A block of data:
--- Begin ---
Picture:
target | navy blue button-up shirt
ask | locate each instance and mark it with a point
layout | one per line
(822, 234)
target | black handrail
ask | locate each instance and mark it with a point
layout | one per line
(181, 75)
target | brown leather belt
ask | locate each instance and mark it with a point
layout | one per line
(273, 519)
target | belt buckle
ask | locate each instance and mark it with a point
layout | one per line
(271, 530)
--- End ---
--- Begin ---
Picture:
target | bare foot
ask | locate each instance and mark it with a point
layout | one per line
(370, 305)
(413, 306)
--- End ---
• **TASK TO COMPLETE**
Find every line in the rows that contains the string "belt". Copy each of those lines.

• **EXERCISE RESULT**
target | brown leather belt
target | belt buckle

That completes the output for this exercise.